## Your goal:
Retype every record exactly. Skip the images.

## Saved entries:

──────

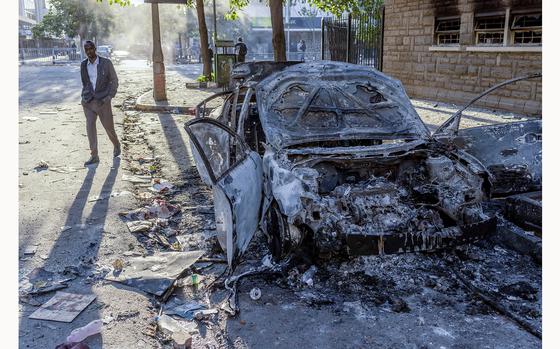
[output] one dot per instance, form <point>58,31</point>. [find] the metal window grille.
<point>447,31</point>
<point>527,29</point>
<point>490,30</point>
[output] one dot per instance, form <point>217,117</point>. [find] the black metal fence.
<point>355,39</point>
<point>48,55</point>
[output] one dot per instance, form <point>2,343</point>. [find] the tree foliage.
<point>75,17</point>
<point>338,7</point>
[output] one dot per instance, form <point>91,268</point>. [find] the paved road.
<point>52,129</point>
<point>282,318</point>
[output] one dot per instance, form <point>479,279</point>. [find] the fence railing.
<point>355,39</point>
<point>48,55</point>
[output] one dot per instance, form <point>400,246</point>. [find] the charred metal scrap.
<point>334,154</point>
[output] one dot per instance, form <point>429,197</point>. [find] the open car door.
<point>235,174</point>
<point>511,152</point>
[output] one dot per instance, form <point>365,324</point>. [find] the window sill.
<point>445,48</point>
<point>504,48</point>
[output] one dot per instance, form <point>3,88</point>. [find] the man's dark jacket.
<point>107,81</point>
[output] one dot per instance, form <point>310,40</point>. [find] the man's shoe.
<point>94,159</point>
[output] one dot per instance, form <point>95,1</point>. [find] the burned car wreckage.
<point>334,156</point>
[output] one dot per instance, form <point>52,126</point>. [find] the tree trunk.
<point>278,40</point>
<point>203,32</point>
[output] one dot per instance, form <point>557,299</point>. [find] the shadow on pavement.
<point>75,247</point>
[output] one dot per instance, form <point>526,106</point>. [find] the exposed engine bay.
<point>421,195</point>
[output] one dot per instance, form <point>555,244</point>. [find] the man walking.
<point>99,86</point>
<point>240,50</point>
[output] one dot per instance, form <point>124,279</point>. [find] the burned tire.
<point>283,238</point>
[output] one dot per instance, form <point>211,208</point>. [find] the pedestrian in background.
<point>240,50</point>
<point>99,86</point>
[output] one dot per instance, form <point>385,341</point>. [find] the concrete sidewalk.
<point>180,99</point>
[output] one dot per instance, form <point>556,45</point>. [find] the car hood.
<point>328,100</point>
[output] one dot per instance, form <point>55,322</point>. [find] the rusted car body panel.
<point>348,164</point>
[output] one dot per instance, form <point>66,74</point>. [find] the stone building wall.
<point>458,73</point>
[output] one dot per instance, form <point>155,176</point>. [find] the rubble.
<point>63,307</point>
<point>81,333</point>
<point>155,274</point>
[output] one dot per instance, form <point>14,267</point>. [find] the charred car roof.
<point>328,100</point>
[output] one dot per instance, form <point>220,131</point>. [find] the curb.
<point>162,108</point>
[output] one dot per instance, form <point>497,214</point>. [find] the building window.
<point>447,31</point>
<point>490,30</point>
<point>527,29</point>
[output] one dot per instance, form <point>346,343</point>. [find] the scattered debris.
<point>81,333</point>
<point>205,313</point>
<point>163,209</point>
<point>63,307</point>
<point>118,264</point>
<point>307,277</point>
<point>158,209</point>
<point>155,274</point>
<point>181,340</point>
<point>169,326</point>
<point>255,293</point>
<point>399,306</point>
<point>72,346</point>
<point>161,186</point>
<point>41,166</point>
<point>43,281</point>
<point>186,310</point>
<point>139,226</point>
<point>137,179</point>
<point>30,250</point>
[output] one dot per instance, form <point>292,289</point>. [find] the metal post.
<point>288,25</point>
<point>180,47</point>
<point>382,31</point>
<point>322,38</point>
<point>215,39</point>
<point>506,29</point>
<point>348,37</point>
<point>157,58</point>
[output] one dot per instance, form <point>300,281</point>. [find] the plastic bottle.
<point>81,333</point>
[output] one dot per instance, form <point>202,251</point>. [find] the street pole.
<point>288,25</point>
<point>215,37</point>
<point>157,58</point>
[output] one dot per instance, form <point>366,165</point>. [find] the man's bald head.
<point>89,48</point>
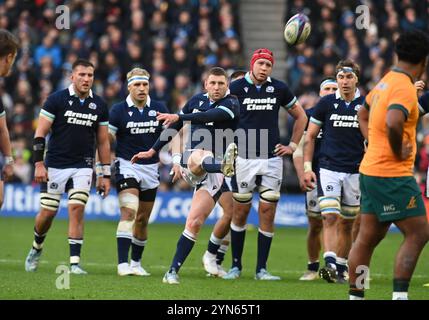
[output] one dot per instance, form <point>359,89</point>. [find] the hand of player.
<point>168,118</point>
<point>7,171</point>
<point>309,180</point>
<point>103,186</point>
<point>143,155</point>
<point>176,172</point>
<point>282,150</point>
<point>420,85</point>
<point>407,148</point>
<point>40,172</point>
<point>302,184</point>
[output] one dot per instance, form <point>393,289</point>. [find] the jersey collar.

──────

## Solution:
[output] one dot per instance, form <point>58,31</point>. [find] the metal window grille.
<point>447,31</point>
<point>527,29</point>
<point>490,30</point>
[output] one dot per instance, form <point>217,117</point>. [find] the black metal fence.
<point>355,39</point>
<point>48,55</point>
[output] one dot per instance, form <point>2,343</point>. [find] the tree foliage.
<point>75,17</point>
<point>338,7</point>
[output] one dot per instance, form <point>91,268</point>. [find] the paved road.
<point>52,129</point>
<point>282,318</point>
[output] one dot per instance, form <point>479,279</point>. [find] the fence railing.
<point>355,39</point>
<point>48,55</point>
[output] one dot per instance, form <point>400,246</point>. [find] the charred metal scrap.
<point>334,154</point>
[output] one dot per instance, form <point>429,197</point>. [find] the open car door.
<point>235,174</point>
<point>511,152</point>
[output] one dot per instance, form <point>365,324</point>. [find] the window sill.
<point>445,48</point>
<point>504,48</point>
[output] one dot per instance, form <point>3,88</point>. [find] the man's dark jacket.
<point>107,81</point>
[output] one dot per instance, form <point>310,40</point>. [find] the man's shoe.
<point>94,159</point>
[output] one dot per instance, form <point>95,1</point>. [find] the burned car wreckage.
<point>334,156</point>
[output] one dot per instance, form <point>52,126</point>. [find] the tree trunk.
<point>278,40</point>
<point>203,32</point>
[output] one dot per instance, form <point>557,299</point>. [find] the shadow on pavement.
<point>75,247</point>
[output] one dot per instance, form <point>526,106</point>. [find] the exposed engine bay.
<point>421,195</point>
[output] one dot per instance, form <point>555,244</point>. [find] the man walking.
<point>99,86</point>
<point>240,50</point>
[output] one dot per instance, form <point>124,279</point>. [find] the burned tire.
<point>283,238</point>
[output] one dot per instance, form <point>211,208</point>. [find] the pedestrian in background.
<point>240,50</point>
<point>99,86</point>
[output] one dot per instance, form <point>385,341</point>. [find] the concrete sidewalk.
<point>180,99</point>
[output] one dot per instance, form <point>556,45</point>. [find] the car hood.
<point>328,100</point>
[output] one dot per instance, form <point>55,322</point>. [find] the rusted car body panel.
<point>348,164</point>
[output] one dot per instance, form <point>66,74</point>. [find] the stone building wall.
<point>458,73</point>
[output] one dot per instance, form <point>155,176</point>. [find] the rubble.
<point>63,307</point>
<point>81,333</point>
<point>155,274</point>
[output] one dot per instance, form <point>14,267</point>. [find] the charred car roof.
<point>328,100</point>
[output] one dot per instance, form <point>220,131</point>. [find] the curb.
<point>162,108</point>
[output] one dot per instance, form <point>497,214</point>. [find] the building window.
<point>447,31</point>
<point>490,30</point>
<point>527,29</point>
[output] one dot per instance, form <point>346,343</point>. [find] the scattered debris.
<point>81,333</point>
<point>205,313</point>
<point>163,209</point>
<point>63,307</point>
<point>118,264</point>
<point>307,277</point>
<point>158,209</point>
<point>155,274</point>
<point>181,340</point>
<point>169,326</point>
<point>255,293</point>
<point>399,306</point>
<point>72,346</point>
<point>161,186</point>
<point>41,166</point>
<point>43,281</point>
<point>186,310</point>
<point>139,226</point>
<point>137,179</point>
<point>30,250</point>
[output] one dot per instance, form <point>292,289</point>. [find] the metal post.
<point>288,25</point>
<point>180,47</point>
<point>382,31</point>
<point>322,38</point>
<point>215,39</point>
<point>506,29</point>
<point>348,37</point>
<point>157,58</point>
[output] one dot per instance, form <point>300,281</point>. [find] the plastic bottle.
<point>81,333</point>
[output] one dot per instance, form <point>202,251</point>. [find] the street pole.
<point>288,25</point>
<point>215,37</point>
<point>157,58</point>
[output] one dot per instance, form <point>366,165</point>. [find] the man's bald head.
<point>89,48</point>
[output] one dot per instance, form <point>359,89</point>. [find] the hand of player.
<point>168,118</point>
<point>7,171</point>
<point>309,180</point>
<point>103,186</point>
<point>143,155</point>
<point>176,172</point>
<point>282,150</point>
<point>420,85</point>
<point>407,148</point>
<point>40,172</point>
<point>302,184</point>
[output] one dot per instance, form <point>393,289</point>. [find] the jersey collar.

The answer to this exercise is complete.